## Exercise
Please report every line of the listing below that has the word "sign" in it.

## Exercise material

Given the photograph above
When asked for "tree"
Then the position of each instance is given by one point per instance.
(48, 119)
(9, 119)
* * *
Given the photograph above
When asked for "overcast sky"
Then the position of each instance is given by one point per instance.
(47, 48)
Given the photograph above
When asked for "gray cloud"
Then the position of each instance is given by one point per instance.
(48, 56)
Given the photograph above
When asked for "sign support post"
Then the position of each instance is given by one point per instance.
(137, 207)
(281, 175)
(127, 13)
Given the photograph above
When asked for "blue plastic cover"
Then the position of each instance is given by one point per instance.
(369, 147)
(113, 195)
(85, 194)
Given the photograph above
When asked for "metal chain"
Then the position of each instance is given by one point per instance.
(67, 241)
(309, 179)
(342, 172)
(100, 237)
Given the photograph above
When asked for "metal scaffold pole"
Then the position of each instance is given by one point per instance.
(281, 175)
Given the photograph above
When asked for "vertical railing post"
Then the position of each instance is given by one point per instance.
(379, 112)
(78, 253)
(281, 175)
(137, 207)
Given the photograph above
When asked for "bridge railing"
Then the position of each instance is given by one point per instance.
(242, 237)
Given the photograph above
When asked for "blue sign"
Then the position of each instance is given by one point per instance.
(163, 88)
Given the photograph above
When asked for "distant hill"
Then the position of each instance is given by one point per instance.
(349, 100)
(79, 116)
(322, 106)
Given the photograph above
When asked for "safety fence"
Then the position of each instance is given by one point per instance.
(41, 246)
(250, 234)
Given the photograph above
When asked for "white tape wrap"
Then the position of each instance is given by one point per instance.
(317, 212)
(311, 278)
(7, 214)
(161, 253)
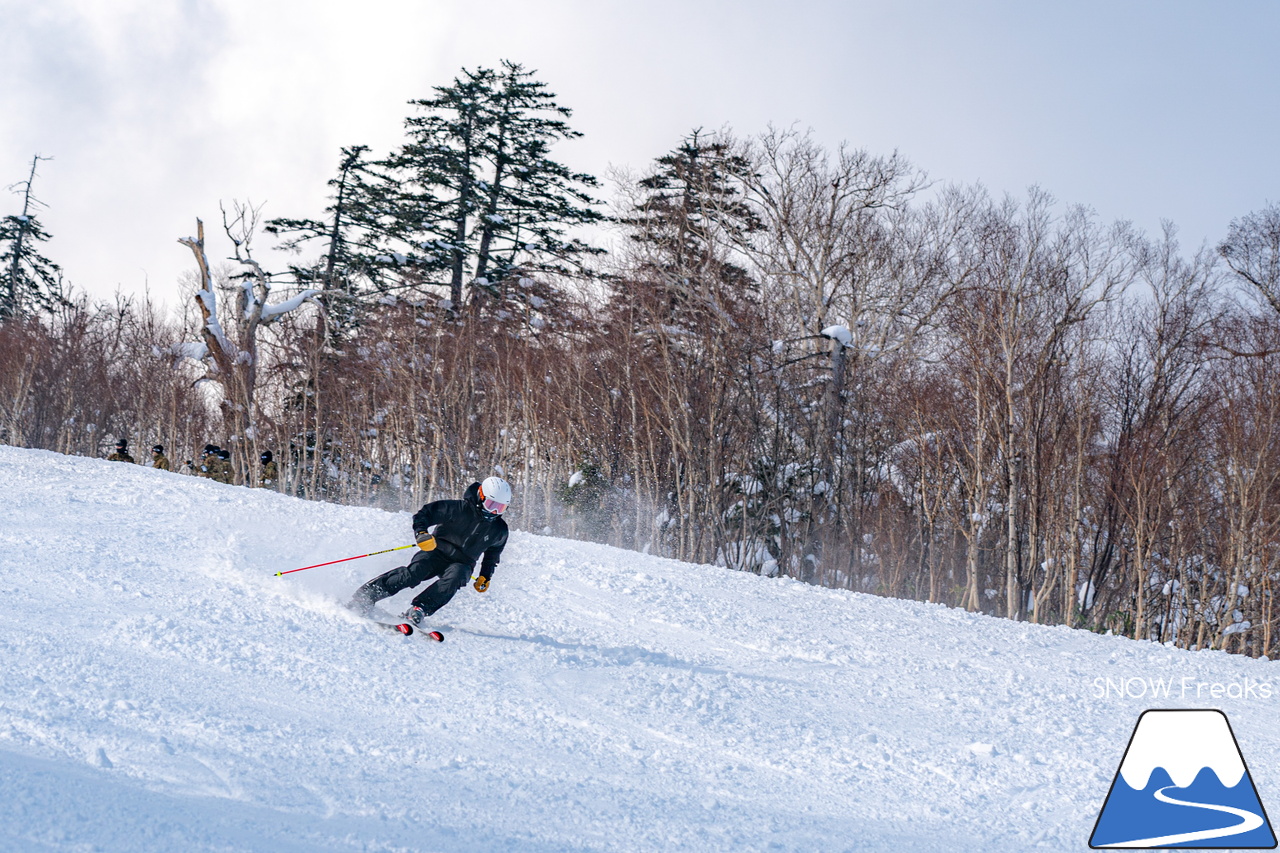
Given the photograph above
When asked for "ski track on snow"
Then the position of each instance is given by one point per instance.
---
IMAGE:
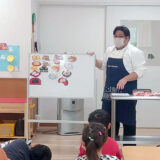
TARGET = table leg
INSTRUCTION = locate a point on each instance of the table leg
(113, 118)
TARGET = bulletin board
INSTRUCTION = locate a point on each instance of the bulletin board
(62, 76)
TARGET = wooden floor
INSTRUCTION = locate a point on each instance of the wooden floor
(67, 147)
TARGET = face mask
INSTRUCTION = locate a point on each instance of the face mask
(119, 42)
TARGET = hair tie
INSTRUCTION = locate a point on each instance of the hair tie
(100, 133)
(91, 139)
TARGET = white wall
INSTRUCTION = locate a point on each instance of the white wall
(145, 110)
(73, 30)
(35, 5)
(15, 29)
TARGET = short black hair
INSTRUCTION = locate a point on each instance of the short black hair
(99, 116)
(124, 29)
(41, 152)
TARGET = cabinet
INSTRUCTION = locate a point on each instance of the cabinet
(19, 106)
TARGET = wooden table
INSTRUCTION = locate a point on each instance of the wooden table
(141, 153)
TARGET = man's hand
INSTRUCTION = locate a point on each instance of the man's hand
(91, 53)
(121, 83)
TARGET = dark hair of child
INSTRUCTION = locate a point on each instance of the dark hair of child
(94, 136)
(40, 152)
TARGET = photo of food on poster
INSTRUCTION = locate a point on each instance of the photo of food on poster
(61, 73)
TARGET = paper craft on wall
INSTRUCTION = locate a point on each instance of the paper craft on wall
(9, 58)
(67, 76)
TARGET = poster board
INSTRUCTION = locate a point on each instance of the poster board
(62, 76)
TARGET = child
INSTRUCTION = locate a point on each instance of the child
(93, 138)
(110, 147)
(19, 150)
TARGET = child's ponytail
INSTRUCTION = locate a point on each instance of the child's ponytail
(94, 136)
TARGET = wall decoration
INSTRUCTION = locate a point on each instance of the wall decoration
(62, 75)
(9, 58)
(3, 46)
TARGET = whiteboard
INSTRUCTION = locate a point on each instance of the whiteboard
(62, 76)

## Output of the task
When asked for "sign support post"
When asked for "blue sign"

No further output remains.